#### [SUPPLIED INFORMATION]
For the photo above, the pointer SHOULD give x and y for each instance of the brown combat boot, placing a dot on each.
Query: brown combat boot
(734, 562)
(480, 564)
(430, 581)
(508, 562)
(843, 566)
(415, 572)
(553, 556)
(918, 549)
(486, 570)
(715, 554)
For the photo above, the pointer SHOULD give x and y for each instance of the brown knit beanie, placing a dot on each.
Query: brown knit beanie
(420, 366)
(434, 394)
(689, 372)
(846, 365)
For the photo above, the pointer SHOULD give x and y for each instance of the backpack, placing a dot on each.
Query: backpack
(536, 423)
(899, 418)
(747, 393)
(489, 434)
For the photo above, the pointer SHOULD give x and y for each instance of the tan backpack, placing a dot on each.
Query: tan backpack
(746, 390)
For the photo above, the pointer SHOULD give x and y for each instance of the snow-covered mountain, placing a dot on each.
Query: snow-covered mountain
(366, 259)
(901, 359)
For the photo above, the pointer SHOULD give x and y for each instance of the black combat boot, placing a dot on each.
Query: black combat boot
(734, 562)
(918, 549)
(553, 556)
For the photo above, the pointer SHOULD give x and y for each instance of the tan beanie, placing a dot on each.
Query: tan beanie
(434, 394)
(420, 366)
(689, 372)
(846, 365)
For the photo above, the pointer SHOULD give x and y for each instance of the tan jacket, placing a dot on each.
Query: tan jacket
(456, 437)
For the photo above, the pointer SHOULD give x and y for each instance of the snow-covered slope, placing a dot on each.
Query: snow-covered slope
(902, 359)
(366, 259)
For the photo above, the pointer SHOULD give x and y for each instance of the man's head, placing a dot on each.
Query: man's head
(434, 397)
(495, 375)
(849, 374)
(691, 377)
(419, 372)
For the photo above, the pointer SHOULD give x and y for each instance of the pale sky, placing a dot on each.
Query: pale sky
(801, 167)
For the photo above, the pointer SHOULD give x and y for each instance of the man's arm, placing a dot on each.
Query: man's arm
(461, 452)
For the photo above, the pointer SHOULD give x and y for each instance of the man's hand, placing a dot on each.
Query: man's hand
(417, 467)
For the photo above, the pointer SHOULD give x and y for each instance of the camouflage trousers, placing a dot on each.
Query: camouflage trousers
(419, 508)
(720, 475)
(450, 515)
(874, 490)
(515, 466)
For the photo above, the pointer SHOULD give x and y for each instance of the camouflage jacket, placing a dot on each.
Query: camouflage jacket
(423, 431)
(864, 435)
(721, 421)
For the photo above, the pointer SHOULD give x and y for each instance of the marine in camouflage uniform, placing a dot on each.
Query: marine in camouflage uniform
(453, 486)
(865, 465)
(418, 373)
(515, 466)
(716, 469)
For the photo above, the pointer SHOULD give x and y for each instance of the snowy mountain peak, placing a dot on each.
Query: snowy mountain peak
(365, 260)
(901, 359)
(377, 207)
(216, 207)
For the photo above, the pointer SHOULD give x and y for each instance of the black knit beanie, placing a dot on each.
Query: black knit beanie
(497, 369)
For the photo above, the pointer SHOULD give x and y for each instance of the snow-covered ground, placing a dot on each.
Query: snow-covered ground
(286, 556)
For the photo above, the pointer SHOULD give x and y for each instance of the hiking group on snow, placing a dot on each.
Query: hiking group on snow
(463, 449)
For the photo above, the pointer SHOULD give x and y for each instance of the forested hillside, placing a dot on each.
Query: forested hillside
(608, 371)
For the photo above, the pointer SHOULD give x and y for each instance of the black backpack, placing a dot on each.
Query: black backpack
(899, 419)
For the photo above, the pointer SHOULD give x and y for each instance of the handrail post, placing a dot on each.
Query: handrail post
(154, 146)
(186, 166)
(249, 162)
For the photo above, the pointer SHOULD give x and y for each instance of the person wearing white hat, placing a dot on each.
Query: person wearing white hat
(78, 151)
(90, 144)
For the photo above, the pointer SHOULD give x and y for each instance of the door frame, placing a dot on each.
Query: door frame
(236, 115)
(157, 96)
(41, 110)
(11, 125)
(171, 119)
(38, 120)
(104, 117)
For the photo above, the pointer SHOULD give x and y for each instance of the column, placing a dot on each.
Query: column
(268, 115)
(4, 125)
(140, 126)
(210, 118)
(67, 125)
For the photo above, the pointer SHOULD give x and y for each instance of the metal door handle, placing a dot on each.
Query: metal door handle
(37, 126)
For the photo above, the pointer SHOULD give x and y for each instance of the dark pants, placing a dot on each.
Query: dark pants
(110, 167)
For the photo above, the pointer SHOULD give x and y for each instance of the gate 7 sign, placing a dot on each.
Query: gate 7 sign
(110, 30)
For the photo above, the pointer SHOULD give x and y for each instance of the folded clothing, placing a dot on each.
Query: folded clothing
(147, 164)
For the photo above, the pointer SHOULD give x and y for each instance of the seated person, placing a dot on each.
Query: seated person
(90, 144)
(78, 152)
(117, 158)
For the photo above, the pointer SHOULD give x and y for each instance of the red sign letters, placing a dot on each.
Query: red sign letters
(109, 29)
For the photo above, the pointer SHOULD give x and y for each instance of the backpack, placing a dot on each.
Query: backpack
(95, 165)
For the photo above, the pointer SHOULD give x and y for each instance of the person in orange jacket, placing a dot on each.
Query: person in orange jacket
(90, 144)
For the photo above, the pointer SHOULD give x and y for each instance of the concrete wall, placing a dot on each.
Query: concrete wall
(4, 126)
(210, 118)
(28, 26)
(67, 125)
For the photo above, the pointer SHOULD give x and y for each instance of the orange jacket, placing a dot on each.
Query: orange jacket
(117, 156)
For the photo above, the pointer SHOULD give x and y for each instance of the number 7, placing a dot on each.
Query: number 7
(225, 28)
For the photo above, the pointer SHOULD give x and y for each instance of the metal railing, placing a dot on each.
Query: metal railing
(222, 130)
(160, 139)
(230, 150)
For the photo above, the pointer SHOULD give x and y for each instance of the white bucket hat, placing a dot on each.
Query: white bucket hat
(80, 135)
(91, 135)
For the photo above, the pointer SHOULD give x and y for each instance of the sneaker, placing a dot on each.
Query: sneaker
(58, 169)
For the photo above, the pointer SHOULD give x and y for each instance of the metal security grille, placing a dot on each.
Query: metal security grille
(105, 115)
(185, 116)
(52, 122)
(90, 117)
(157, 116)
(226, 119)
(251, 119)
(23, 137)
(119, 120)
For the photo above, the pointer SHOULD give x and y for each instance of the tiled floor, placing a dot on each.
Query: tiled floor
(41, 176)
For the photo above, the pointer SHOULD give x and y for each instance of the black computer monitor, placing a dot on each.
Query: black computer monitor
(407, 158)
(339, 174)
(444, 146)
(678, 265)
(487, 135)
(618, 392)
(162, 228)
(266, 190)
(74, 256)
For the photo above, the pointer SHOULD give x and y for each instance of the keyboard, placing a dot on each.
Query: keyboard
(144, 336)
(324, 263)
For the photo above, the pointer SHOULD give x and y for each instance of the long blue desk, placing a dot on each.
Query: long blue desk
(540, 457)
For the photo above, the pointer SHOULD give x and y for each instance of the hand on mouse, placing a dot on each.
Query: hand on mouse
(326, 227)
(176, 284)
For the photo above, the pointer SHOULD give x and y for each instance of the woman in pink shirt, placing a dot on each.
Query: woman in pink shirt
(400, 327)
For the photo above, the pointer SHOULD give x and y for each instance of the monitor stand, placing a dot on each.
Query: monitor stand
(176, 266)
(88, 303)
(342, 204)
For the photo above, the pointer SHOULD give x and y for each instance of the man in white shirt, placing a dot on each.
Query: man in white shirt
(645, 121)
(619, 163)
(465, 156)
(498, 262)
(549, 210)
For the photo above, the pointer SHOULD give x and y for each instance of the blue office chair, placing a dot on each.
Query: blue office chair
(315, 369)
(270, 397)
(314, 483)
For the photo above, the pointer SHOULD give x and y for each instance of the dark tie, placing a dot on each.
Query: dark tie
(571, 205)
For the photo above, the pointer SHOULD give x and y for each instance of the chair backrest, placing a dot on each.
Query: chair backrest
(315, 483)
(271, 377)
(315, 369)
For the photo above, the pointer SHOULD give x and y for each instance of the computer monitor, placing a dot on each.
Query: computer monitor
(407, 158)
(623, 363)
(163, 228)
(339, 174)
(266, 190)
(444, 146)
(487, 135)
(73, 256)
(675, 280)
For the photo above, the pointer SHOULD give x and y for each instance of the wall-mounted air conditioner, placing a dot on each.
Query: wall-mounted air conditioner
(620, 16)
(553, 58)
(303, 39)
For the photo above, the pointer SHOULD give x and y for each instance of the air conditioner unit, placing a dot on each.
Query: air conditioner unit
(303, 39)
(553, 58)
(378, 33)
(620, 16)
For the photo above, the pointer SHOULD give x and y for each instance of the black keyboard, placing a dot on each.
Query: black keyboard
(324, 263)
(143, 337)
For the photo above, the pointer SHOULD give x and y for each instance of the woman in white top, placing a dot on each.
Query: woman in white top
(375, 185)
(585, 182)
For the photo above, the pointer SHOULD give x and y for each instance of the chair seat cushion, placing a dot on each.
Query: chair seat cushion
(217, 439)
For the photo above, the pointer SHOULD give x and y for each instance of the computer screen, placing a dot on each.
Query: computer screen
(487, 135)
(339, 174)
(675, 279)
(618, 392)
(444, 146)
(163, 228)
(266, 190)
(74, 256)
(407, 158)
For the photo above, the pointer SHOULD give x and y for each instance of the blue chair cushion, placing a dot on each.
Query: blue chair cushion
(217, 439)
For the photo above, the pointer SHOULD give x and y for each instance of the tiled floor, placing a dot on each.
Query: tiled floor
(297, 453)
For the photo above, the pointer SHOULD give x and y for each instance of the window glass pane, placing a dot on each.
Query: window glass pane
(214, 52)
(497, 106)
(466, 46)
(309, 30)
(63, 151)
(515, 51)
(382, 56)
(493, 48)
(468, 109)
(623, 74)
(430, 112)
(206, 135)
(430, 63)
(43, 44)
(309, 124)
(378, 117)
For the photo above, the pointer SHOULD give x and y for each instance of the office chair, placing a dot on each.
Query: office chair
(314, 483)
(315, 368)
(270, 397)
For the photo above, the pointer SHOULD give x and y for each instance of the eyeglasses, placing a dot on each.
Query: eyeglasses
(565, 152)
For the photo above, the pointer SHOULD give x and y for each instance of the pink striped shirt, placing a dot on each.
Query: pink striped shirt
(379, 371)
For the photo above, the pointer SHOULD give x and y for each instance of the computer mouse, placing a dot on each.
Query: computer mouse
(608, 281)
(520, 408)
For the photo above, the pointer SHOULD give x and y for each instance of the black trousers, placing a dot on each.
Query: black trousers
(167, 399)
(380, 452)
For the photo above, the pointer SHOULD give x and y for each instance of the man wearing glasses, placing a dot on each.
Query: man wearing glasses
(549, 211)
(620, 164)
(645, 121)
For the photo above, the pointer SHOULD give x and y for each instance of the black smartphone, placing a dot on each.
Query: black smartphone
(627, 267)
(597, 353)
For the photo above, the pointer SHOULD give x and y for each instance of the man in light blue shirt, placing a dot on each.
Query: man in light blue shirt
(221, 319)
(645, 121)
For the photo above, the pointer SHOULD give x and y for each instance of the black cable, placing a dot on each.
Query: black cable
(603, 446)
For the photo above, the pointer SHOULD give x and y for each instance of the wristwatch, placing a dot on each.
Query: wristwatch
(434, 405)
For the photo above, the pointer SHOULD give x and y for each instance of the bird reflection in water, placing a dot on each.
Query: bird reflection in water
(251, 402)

#### [TASK GOAL]
Please, from the material above, copy only the lines from the line with "Query: man's hand" up to and including the line with "camouflage jacket, placing a dot on each.", exactly as written.

#### [REPLY]
Query: man's hand
(417, 467)
For the photo above, the pointer SHOULD give x and y for each instance of the camouflage trousers, placing a dot on each.
Query: camouflage trousers
(419, 508)
(720, 475)
(450, 515)
(874, 490)
(515, 466)
For the photo above, the pointer SHOULD give x and y for each instance of the camouflage jacket, placing a dot on each.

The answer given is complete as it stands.